* Start DATA FOR THE TASK *

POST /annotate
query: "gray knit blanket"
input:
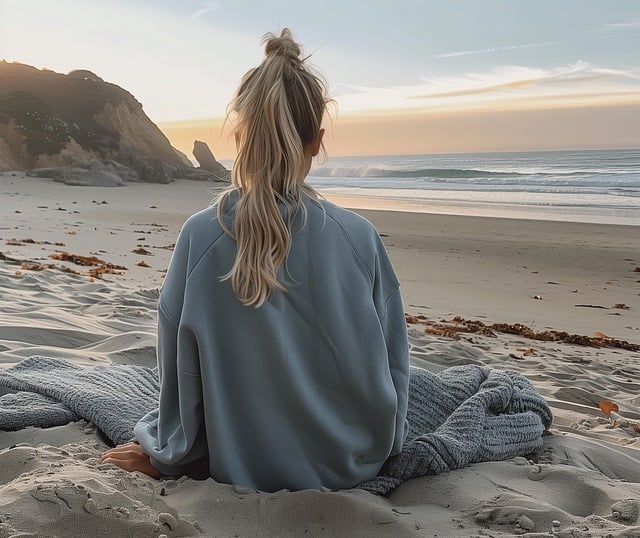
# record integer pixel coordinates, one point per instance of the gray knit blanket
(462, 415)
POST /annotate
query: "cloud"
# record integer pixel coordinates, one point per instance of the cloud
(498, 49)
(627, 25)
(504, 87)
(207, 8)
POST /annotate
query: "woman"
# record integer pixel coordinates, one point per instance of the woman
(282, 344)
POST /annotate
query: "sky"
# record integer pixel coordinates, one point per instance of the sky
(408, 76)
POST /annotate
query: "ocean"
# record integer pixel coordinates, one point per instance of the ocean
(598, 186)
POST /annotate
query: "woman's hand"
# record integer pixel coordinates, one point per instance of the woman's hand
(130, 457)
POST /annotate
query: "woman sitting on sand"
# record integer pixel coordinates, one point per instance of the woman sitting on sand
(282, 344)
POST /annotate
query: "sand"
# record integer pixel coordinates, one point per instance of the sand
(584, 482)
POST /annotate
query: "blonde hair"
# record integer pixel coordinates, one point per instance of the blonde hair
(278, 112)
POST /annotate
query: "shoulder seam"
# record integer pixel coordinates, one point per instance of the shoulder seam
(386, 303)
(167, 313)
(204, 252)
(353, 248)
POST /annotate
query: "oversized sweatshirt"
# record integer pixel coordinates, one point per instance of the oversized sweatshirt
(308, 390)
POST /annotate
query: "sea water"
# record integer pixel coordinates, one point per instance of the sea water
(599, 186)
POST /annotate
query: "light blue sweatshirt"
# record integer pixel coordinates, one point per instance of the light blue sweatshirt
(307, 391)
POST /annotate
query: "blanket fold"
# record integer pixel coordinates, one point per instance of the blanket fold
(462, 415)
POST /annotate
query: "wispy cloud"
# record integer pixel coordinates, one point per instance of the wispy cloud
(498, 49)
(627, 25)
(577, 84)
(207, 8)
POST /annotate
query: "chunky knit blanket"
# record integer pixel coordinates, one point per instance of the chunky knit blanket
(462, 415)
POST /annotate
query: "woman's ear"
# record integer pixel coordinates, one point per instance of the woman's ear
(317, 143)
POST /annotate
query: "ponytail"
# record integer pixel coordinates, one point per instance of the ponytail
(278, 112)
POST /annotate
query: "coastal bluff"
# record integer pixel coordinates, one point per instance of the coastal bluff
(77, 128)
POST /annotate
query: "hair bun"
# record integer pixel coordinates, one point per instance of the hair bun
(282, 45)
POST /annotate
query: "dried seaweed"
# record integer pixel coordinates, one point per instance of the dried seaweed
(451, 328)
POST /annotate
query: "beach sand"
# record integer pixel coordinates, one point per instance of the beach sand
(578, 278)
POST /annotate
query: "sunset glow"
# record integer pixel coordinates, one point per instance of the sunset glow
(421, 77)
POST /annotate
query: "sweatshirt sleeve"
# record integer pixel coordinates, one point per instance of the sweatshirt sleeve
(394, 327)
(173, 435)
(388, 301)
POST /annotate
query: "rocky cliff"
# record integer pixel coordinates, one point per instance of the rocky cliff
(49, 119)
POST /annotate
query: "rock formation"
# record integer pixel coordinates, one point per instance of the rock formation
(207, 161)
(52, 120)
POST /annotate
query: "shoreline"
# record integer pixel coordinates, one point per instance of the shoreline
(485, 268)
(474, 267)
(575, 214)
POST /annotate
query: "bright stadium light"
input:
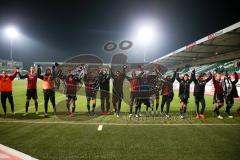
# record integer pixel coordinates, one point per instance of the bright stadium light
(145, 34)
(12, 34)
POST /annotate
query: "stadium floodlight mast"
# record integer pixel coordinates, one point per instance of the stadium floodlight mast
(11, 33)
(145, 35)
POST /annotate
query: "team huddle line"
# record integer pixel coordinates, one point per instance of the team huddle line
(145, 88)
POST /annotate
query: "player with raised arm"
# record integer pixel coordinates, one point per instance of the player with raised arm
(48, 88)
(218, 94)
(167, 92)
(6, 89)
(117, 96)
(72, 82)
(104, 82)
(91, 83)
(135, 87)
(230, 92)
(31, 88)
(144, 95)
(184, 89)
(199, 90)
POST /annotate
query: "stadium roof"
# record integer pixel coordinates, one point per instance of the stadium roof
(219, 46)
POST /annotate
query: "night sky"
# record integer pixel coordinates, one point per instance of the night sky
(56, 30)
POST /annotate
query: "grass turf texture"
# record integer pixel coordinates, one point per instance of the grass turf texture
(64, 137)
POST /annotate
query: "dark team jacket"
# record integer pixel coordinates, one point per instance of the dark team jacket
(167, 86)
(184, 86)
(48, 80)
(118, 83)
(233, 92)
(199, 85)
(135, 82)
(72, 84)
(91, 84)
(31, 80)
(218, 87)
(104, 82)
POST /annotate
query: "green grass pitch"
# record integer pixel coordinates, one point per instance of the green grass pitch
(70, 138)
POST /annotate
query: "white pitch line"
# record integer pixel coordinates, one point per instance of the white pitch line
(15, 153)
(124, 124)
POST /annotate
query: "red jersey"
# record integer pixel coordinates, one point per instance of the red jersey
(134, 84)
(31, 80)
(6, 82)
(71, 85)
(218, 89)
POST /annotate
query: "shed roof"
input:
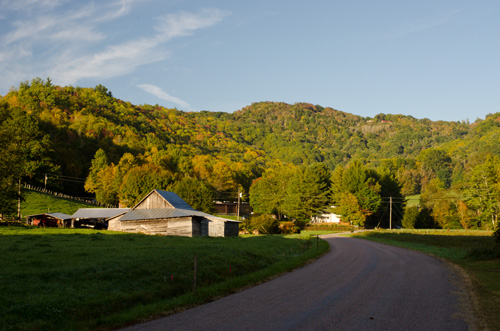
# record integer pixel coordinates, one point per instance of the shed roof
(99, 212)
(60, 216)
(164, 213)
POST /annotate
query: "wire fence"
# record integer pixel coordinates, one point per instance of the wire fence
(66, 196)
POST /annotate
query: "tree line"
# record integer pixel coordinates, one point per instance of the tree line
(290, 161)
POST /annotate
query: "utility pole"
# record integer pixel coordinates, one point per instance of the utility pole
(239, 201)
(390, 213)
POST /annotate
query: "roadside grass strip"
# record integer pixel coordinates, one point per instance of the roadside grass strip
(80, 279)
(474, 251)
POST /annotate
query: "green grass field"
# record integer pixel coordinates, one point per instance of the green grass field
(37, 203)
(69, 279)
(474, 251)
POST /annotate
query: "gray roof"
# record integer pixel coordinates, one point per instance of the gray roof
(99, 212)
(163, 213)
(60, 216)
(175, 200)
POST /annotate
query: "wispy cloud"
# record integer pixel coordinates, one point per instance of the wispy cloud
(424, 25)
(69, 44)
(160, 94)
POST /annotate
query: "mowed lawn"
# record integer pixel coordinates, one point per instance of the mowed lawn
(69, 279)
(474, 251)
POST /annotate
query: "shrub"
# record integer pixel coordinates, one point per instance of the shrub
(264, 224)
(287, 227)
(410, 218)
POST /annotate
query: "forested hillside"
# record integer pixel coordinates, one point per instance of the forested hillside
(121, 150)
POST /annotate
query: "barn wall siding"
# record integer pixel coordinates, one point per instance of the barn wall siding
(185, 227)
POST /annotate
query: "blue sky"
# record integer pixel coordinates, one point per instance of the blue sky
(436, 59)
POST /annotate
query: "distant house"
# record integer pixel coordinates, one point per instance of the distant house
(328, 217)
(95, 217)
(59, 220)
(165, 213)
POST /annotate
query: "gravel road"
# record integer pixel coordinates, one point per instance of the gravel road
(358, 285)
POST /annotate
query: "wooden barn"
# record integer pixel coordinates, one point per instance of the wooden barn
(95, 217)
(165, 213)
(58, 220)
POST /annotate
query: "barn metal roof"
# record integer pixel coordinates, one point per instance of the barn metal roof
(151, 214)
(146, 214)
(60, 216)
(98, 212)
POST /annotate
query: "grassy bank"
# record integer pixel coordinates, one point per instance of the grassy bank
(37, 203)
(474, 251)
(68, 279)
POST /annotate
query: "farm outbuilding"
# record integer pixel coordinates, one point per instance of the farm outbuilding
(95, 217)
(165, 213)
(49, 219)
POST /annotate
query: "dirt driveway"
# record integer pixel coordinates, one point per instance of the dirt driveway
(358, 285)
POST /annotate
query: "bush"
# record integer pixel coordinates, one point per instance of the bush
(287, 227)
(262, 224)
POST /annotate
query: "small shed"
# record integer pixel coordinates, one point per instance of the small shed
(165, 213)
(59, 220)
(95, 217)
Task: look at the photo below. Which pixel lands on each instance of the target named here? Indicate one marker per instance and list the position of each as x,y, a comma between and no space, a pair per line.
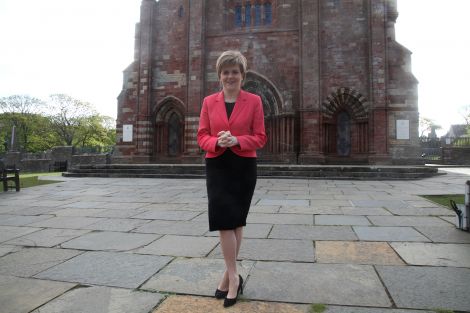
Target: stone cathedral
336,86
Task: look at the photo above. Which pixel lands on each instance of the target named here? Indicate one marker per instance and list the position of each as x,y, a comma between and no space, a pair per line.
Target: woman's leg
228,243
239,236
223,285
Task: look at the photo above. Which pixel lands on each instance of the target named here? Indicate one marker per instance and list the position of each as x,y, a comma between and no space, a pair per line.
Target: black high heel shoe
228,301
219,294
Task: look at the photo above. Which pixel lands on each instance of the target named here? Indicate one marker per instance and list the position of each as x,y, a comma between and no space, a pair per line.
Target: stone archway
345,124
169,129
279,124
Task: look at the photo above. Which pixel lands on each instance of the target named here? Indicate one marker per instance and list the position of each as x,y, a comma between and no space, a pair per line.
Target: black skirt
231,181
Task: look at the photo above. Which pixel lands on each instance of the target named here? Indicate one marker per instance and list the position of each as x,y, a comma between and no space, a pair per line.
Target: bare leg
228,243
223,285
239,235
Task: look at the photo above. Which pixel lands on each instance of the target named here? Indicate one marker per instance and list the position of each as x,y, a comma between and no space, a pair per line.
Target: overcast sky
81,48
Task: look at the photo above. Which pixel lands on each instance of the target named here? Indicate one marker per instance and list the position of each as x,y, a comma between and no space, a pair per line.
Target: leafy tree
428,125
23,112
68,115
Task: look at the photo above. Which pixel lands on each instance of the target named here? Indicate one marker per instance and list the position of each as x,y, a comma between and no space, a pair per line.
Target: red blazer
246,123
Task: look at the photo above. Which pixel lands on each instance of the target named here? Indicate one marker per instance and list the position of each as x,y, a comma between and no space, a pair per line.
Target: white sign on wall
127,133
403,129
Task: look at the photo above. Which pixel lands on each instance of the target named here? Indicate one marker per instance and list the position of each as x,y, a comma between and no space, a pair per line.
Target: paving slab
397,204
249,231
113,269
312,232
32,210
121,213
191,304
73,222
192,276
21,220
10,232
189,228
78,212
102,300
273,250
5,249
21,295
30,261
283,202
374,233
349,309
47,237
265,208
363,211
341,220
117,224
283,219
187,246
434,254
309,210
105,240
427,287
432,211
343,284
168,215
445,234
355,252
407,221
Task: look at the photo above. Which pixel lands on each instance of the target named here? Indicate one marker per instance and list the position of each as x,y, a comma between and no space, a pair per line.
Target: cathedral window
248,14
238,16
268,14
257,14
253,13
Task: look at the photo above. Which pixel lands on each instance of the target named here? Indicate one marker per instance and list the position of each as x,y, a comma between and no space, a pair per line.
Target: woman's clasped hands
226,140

* End DATA FOR THE TASK *

→ WHAT YOU WILL DO: Locate every line in the records above that contains the string "fence", treating uppercase and lowercase as different, and copy each of those lines in full.

→ EXERCISE RESULT:
query: "wire fence"
# record integer pixel coordinates, one point per instance of the wire fence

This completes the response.